* Begin *

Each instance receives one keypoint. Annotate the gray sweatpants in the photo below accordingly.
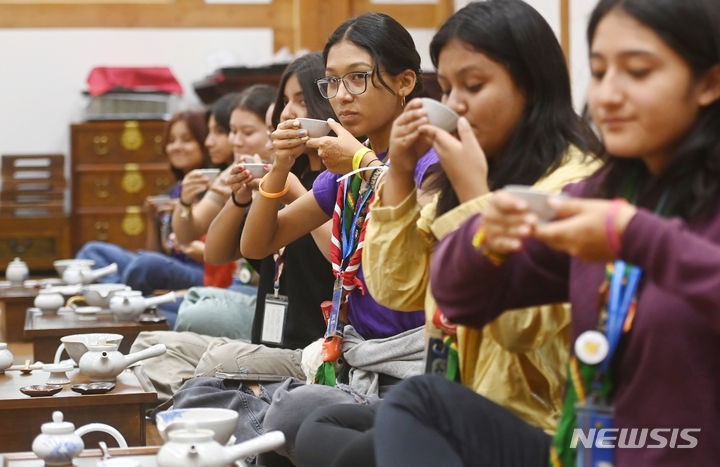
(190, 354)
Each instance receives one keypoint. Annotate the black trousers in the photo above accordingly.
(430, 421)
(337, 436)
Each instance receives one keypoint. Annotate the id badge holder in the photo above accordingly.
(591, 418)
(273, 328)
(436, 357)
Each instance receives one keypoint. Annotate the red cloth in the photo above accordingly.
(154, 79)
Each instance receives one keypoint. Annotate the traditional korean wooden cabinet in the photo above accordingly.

* End *
* Begin *

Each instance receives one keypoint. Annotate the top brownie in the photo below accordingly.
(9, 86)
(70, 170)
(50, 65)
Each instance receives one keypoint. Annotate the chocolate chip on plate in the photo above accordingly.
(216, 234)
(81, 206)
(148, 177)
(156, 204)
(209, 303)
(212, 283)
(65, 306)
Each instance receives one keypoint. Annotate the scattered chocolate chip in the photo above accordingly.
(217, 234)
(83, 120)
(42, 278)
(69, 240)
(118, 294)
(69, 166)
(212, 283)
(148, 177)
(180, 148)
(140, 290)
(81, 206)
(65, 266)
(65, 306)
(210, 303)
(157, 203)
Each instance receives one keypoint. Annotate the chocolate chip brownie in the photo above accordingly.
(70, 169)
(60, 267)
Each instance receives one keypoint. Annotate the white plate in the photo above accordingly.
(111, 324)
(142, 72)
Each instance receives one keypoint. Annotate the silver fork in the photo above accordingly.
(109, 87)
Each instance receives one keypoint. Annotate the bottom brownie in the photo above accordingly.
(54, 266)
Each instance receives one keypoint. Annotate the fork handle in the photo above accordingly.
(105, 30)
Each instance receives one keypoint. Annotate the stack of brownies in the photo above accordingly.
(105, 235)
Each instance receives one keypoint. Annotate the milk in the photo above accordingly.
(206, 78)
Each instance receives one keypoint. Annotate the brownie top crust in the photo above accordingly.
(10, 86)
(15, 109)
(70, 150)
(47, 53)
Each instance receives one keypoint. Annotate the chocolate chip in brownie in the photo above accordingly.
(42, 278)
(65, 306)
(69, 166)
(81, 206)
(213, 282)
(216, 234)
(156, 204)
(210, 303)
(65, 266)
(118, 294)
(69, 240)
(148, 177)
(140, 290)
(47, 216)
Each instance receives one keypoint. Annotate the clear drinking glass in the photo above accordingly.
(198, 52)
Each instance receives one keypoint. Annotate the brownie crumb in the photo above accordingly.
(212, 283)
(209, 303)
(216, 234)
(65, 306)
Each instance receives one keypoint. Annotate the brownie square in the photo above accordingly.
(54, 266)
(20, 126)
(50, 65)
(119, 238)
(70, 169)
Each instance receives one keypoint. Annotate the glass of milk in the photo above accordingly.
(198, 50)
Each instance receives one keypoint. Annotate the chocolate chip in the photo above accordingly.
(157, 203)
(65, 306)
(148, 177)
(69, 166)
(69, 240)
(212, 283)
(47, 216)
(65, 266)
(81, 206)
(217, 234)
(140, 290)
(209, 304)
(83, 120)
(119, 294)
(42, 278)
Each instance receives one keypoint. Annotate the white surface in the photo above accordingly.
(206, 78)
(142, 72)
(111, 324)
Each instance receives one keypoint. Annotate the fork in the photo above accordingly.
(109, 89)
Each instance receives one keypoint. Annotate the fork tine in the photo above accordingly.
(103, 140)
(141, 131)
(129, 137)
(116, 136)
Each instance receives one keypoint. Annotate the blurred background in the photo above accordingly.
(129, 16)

* End *

**Task**:
Write out again the stretch from the entry containing "Each instance receives one keypoint. Annotate the red" through the entry containing "Each instance receives one keypoint. Annotate the traditional", adding 79 to each number in the point coordinates.

**Solution for this exercise**:
Each instance receives one keypoint. Annotate the red cloth in the photo above accordingly.
(233, 158)
Each instance receives one keypoint. Annotate the traditional korean wooden cabinet in the photo above accordingly.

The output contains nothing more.